━━━ RECORDED DATA

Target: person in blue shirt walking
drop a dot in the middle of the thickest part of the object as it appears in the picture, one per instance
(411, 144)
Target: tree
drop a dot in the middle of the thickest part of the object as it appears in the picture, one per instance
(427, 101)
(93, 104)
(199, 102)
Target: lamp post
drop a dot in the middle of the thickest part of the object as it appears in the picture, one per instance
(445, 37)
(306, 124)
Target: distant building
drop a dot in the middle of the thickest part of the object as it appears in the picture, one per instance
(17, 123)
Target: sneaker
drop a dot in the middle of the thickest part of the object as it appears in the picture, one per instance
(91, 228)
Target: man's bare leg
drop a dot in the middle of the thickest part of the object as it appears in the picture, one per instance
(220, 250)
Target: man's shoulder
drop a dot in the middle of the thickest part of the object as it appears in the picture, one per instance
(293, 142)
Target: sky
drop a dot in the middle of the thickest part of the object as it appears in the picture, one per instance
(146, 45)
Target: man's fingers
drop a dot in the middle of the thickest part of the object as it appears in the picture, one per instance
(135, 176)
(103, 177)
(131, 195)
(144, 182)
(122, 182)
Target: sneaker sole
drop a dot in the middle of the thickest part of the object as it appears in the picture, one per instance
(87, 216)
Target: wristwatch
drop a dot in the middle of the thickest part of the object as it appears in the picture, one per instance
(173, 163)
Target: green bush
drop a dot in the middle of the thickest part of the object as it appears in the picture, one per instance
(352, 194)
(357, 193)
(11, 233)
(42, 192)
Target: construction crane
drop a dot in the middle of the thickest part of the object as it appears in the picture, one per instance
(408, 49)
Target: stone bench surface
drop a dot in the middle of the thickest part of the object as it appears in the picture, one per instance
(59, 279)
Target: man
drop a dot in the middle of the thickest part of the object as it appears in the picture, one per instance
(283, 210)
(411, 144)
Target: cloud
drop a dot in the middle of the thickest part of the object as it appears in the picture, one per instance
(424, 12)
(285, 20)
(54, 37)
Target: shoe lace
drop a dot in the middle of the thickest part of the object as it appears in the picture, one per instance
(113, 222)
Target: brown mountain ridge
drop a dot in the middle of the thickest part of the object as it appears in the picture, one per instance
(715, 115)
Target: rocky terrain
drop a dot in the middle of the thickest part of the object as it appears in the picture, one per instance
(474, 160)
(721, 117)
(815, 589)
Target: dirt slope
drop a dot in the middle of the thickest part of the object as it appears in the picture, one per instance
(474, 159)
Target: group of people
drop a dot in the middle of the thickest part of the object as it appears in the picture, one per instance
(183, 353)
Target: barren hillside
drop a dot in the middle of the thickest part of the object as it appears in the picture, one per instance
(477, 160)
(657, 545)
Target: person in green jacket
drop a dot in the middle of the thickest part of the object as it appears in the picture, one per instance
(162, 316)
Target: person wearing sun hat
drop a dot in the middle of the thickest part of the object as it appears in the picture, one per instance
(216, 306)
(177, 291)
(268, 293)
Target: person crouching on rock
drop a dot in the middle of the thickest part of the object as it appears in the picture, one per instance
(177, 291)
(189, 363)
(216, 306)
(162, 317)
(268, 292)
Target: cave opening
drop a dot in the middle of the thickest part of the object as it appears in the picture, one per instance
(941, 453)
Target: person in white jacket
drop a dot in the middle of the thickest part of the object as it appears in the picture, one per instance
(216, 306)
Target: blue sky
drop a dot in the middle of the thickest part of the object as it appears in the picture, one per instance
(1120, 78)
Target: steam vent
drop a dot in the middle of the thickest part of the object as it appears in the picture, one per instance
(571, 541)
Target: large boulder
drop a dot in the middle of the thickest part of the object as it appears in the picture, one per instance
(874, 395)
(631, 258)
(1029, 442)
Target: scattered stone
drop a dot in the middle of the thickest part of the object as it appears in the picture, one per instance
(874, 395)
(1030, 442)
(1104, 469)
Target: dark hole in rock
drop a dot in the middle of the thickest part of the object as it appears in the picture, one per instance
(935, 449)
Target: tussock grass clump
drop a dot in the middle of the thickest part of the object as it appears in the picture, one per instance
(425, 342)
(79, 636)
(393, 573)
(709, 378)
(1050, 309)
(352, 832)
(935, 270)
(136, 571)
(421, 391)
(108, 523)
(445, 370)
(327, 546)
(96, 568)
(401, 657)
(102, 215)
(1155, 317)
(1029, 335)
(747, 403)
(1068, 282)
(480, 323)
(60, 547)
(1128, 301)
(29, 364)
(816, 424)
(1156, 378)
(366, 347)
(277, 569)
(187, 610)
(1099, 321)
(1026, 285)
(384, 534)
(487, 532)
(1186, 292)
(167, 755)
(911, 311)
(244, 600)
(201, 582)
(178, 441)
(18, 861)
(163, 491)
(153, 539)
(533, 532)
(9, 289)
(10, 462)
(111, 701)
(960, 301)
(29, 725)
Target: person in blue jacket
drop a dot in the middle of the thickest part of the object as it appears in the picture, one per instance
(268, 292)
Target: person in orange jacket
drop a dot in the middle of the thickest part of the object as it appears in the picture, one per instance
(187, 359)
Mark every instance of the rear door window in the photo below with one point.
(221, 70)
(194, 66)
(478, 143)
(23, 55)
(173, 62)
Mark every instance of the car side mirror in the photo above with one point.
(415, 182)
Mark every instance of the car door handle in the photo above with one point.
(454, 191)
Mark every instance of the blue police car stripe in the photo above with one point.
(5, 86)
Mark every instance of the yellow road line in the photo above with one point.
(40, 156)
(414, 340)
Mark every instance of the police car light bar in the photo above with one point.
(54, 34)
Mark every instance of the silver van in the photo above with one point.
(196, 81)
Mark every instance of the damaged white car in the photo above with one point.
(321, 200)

━━━━━━

- WHAT TO WORK ON
Each line of the entries holding the string "stone" should be found and copied.

- ANSWER TO THIS TASK
Target: stone bench surface
Target: scattered stone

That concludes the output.